Assigned task A ▸
Answer each question from the article on overweight babies, one answer per line, marked the same way:
(i) How many infants did the study include?
(ii) What percentage of the children were overweight or obese at two years old?
(iii) About how many calories a day does Dr. Wendy Slusser say the difference comes to?
Assigned task B ▸ Copy the part of the article on overweight babies that starts at "A heart-breaking new" and ends at "to 34 percent.".
(Excerpted passage begins)
A heart-breaking new statistic that all parents should be concerned with has just been released by MSNBC.com: nearly one third of all U.S. babies are too fat.
The long term study was comprised of more than 7,500 infants from across the country who were all born in 2001. By the time the infants were nine-months old, 32 percent were considered overweight or even obese when compared to the standard growth charts developed by the Centers for Disease Control and Prevention. When the children were two-years old, the percentage had increased to 34 percent.
Luckily, just because your baby is a little chunky now does not mean he/she will be an obese adult – if you start making changes now.
“It can take just a few tweaks to a baby’s diet to make a difference,” said Dr. Wendy Slusser, an associate clinical professor and medical director. “It’s probably only about 150 calories a day difference that we’re talking about.”
It is much easier for babies and young children to lose weight than it is for older children, according to Dr. Goutham Rao, the clinical director of the Weight Management and Wellness Center a the Children’s Hospital of Pittsburgh at the University of Pittsburgh Medial Center.
(Excerpted passage ends)
(Extracted material begins)
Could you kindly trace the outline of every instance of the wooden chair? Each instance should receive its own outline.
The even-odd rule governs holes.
(Extracted material ends)
(Extracted material begins)
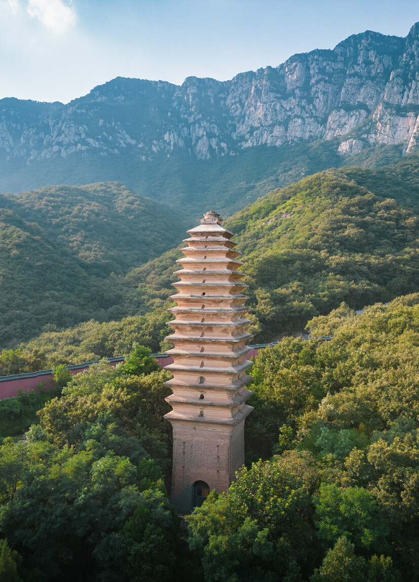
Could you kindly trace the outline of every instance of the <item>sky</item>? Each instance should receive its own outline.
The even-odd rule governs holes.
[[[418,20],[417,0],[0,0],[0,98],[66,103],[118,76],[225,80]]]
(Extracted material ends)
(Extracted material begins)
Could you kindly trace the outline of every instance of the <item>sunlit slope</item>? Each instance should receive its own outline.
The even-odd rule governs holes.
(Extracted material ends)
Written solution A ▸
(i) More than 7,500
(ii) 34 percent
(iii) About 150 calories

Written solution B ▸
A heart-breaking new statistic that all parents should be concerned with has just been released by MSNBC.com: nearly one third of all U.S. babies are too fat.
The long term study was comprised of more than 7,500 infants from across the country who were all born in 2001. By the time the infants were nine-months old, 32 percent were considered overweight or even obese when compared to the standard growth charts developed by the Centers for Disease Control and Prevention. When the children were two-years old, the percentage had increased to 34 percent.